**Supplied material:**
--- start ---
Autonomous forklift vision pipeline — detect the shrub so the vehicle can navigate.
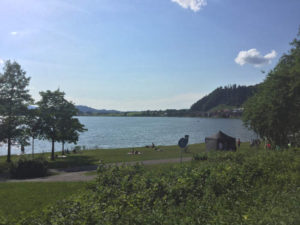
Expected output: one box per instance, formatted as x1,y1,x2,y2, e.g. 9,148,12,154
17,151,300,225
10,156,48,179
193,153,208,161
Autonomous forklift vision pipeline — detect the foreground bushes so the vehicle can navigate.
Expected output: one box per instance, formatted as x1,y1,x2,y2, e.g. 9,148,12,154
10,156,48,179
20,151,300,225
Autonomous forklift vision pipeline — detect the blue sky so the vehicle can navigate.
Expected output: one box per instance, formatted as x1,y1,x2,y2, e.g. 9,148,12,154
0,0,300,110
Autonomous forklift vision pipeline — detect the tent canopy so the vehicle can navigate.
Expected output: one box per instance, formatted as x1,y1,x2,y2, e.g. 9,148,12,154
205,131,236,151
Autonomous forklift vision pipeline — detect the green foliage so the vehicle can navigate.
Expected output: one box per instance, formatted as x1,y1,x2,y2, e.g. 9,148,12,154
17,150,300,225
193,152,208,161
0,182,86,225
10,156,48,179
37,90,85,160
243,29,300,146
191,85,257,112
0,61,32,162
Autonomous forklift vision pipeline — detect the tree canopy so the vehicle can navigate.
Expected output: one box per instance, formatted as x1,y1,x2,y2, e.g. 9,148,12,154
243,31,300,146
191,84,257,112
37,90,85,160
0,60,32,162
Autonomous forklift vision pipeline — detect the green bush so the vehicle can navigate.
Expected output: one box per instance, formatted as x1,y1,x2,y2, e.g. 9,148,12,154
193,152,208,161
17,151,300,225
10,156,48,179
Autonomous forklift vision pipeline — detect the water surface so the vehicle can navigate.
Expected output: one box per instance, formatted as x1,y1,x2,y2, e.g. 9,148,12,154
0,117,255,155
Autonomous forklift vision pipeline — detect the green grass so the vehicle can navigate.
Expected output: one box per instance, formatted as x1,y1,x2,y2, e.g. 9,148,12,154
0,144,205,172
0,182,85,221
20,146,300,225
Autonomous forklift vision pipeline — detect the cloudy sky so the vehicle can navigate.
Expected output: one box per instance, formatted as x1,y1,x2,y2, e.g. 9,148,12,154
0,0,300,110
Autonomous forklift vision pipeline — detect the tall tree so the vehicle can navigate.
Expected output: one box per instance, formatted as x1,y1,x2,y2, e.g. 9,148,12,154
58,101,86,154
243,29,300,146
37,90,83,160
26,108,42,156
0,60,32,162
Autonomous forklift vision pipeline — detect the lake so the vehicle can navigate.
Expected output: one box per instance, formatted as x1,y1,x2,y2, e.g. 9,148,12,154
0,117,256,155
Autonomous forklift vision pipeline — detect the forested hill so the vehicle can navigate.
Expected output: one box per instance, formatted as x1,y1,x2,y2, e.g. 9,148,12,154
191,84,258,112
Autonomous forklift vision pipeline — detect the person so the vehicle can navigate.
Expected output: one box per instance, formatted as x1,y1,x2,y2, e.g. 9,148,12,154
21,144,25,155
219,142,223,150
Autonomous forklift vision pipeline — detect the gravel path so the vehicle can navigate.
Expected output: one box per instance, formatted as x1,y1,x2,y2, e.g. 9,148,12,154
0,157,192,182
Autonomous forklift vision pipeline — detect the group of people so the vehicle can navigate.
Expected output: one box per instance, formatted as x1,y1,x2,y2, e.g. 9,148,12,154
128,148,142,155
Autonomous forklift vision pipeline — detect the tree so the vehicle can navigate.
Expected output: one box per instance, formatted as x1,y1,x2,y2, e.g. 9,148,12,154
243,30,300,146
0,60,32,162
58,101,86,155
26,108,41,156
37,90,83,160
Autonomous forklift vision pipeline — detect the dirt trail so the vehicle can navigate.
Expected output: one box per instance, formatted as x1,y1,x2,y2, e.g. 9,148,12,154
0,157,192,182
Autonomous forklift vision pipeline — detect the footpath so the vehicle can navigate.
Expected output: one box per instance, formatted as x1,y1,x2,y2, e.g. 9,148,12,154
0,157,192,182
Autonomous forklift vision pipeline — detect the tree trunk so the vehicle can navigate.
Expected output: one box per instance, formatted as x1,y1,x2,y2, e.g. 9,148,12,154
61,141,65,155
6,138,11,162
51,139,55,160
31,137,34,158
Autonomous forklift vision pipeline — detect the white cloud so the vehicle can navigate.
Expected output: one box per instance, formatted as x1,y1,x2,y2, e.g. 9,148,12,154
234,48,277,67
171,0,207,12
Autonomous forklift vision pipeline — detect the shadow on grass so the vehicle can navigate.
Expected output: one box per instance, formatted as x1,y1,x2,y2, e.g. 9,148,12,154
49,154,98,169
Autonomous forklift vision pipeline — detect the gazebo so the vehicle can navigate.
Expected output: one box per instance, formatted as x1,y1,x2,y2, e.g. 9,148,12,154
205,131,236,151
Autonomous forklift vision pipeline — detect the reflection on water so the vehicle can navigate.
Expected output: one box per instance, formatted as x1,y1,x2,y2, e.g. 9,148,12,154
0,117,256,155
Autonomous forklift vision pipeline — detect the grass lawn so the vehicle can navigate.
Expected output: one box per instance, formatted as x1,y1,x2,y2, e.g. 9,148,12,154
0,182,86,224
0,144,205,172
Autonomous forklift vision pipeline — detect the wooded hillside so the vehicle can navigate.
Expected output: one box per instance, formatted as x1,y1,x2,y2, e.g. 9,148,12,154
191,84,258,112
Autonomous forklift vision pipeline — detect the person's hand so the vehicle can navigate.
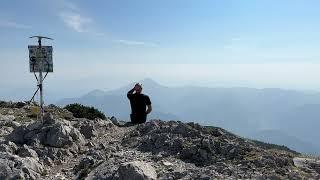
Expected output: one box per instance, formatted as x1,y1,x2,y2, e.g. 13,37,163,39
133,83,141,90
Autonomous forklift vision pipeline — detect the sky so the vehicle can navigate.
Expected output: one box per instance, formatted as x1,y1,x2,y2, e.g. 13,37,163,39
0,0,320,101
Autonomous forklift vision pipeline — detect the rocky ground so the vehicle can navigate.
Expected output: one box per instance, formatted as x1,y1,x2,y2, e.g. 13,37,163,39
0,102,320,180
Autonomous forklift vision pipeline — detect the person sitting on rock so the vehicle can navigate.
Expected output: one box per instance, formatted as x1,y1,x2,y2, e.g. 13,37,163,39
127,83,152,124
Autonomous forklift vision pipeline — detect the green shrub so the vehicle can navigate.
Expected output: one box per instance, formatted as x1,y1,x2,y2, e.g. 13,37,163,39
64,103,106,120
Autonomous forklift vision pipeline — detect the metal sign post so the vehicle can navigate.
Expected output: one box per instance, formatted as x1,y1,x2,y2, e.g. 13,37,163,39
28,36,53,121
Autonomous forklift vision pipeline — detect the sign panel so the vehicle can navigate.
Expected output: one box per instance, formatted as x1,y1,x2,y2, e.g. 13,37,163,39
--- end ---
**Written request:** Rewrite all of the material above with "forklift" replaced by "delivery robot" everywhere it occurs, keeping everything else unchanged. Leave the pictures out of your answer.

**Correct result:**
Autonomous delivery robot vision pipeline — detect the shrub so the vehicle can navigate.
Expected output: one box per instance, formatted as x1,y1,x2,y2, e.g. 9,148,12,154
17,151,300,225
10,156,48,179
193,153,208,161
Autonomous delivery robot vision pipeline — detect the foreground bushes so the vehicle can navigate.
Expected output: one box per instance, formatted as x1,y1,x2,y2, e.g. 9,148,12,154
10,156,48,179
20,151,300,225
Autonomous delivery robot vision pipeline — detect the blue sky so the vehicle can navigate.
Expected output: one box per instance, formatted as x1,y1,x2,y2, e.g. 9,148,12,154
0,0,300,110
Autonomous delivery robot vision pipeline — detect the tent canopy so the vehicle can navigate.
Expected output: one box per instance, formatted as x1,y1,x2,y2, e.g. 9,148,12,154
205,131,236,151
Autonomous delivery robot vision pipeline — detect the green foliage so the vehicle can navigate.
Expected output: one box per instance, formatted as x1,y1,x2,y2, e.g. 9,148,12,154
17,150,300,225
193,152,208,161
0,182,86,225
10,156,48,179
37,90,85,160
243,29,300,146
191,85,257,112
0,61,32,162
Autonomous delivery robot vision pipeline — detect the tree canopy so the vehicle can navigate.
Expected output: one box per instance, formatted as x1,y1,x2,y2, e.g. 9,148,12,154
243,31,300,146
191,84,257,112
37,90,85,160
0,60,32,162
Autonomous delivery robot vision pipeline — detect the green bush so the vehicle can navigate.
Expected output: one box per instance, formatted as x1,y1,x2,y2, e.g. 9,148,12,154
193,152,208,161
17,151,300,225
10,156,48,179
Autonomous delivery robot vision pipeline — detect the water surface so the vehicle can navigate.
Expected output: one box per instance, formatted as x1,y1,x2,y2, e.g. 9,148,12,154
0,117,255,155
Autonomous delivery robot vision pipeline — detect the green grass so the vehicle can navigate.
Expected output: one box per instance, formatted as x1,y1,x2,y2, e.g. 9,148,12,154
0,144,205,172
0,182,85,221
20,146,300,225
Autonomous delivery robot vision pipeline — detect the cloudy sky so the vehicle can navigate.
Expected output: one box per instance, formatted as x1,y1,x2,y2, e.g. 9,148,12,154
0,0,300,110
Autonomous delivery robot vision pipeline — detect the tall tree so the vehicle can navigate.
Expected output: one box per instance, formatted as x1,y1,x2,y2, e.g. 9,148,12,154
58,101,86,154
243,29,300,146
37,90,83,160
26,108,42,156
0,60,32,162
Autonomous delivery robot vision pipeline — detect the lake so the vehicle can navigate.
Expected output: one box per instance, formatted as x1,y1,x2,y2, e.g. 9,148,12,154
0,117,256,155
Autonomous delivery robot vision pipeline — detect the forested hill so the vehicle can navigate.
Expected output: one box per instance, formatted as x1,y1,x2,y2, e.g. 9,148,12,154
191,84,258,112
Autonomous delivery robot vision pipeline — detect the person so the vehicle can navigate.
Expected output: one box per instance, formatted as x1,y1,x2,y2, e.g. 9,148,12,154
21,144,25,155
219,142,223,150
Autonomous delivery robot vision pipeline — detect the gravel path so the vehicle can navigate.
Expected output: one box per instance, formatted as x1,y1,x2,y2, e.g. 9,148,12,154
0,157,192,182
Autonomous delivery robot vision pipeline — detect the group of people so the vehicle can navigate.
Expected output: one box per instance, formatted as x1,y1,x2,y2, e.g. 9,148,12,154
128,148,142,155
Autonomous delivery robot vision pipeline — detect the tree so the vehicle can navigate.
Expected output: one box per instance, formatted as x1,y1,x2,y2, e.g. 9,148,12,154
243,30,300,146
0,60,32,162
58,101,86,155
26,108,41,156
37,90,83,160
Autonomous delivery robot vision pipeline — detect the dirt trail so the vehicle can navigate.
Expected output: one box per instance, formatted as x1,y1,x2,y2, e.g. 9,148,12,154
0,157,192,182
Autonomous delivery robot vision pipeline — detect the footpath so the vehicle can navigate.
Expected output: one box per instance, formatted as x1,y1,x2,y2, e.g. 9,148,12,154
0,157,192,182
Autonomous delivery robot vision pipeline — detect the tree trunk so the vehicle can navigate.
Expected output: one box per instance, formatted as x1,y1,x2,y2, e.g. 9,148,12,154
61,141,65,155
6,138,11,162
51,139,55,160
31,137,34,158
Autonomous delivery robot vision pipeline — detect the white cloud so the vehicle can navigate.
Expected output: one box per instance, formatted as x1,y1,x2,y2, e.g. 9,148,12,154
234,48,277,67
171,0,207,12
Autonomous delivery robot vision pipeline — detect the shadow on grass so the vehicle can navigate.
Expected output: one box per instance, formatted as x1,y1,x2,y2, e.g. 9,148,12,154
49,154,98,169
Autonomous delivery robot vision pipeline — detect the gazebo so the vehicle can navigate.
Expected output: one box per instance, formatted as x1,y1,x2,y2, e.g. 9,148,12,154
205,131,236,151
Autonomous delivery robot vision pipeline — detect the reflection on water so the vehicle can navigate.
Expected output: one box per instance, formatted as x1,y1,x2,y2, e.g. 9,148,12,154
0,117,256,155
Autonomous delivery robot vision pipeline — detect the grass lawn so the vehicle can navigate.
Expected output: one box per instance, formatted as x1,y1,x2,y2, e.g. 9,148,12,154
0,182,86,224
0,144,205,172
Autonomous delivery robot vision pipeline — detect the wooded hillside so the vehicle can navigate.
Expected output: one box per instance, formatted as x1,y1,x2,y2, e.g. 9,148,12,154
191,84,258,112
Autonomous delivery robot vision pipeline — detect the person's hand so the vehicle can navigate.
Expected output: one box per instance, formatted as x1,y1,x2,y2, e.g. 13,37,163,39
133,83,141,90
Autonomous delivery robot vision pipeline — detect the sky so the vehicle can navigate.
Expected output: one box per instance, formatted as x1,y1,x2,y2, e.g. 13,37,163,39
0,0,320,101
Autonomous delivery robot vision pipeline — detect the rocky ground so the vehicle can navigate.
Expected output: one box per instance, formatted as x1,y1,x2,y2, e.g. 13,37,163,39
0,102,320,180
Autonomous delivery robot vision pipeline — detect the person sitting on rock so the vehicle can navigate.
Expected output: one box per instance, formatted as x1,y1,x2,y2, e.g. 13,37,163,39
127,83,152,124
Autonomous delivery robot vision pipeline — detect the green shrub so the vehicle can navigate.
Expected output: one box per instance, formatted as x1,y1,x2,y2, e.g. 13,37,163,39
64,103,106,120
Autonomous delivery robot vision pipeline — detect the metal sign post so the vehicle can navigate.
Expected output: one box per instance, formatted as x1,y1,x2,y2, e.g. 13,37,163,39
28,36,53,121
Autonomous delivery robot vision pipeline — detect the sign panel so the vehicle can navigate.
Expected output: one box per instance, formatted as x1,y1,x2,y2, e.g. 13,37,163,39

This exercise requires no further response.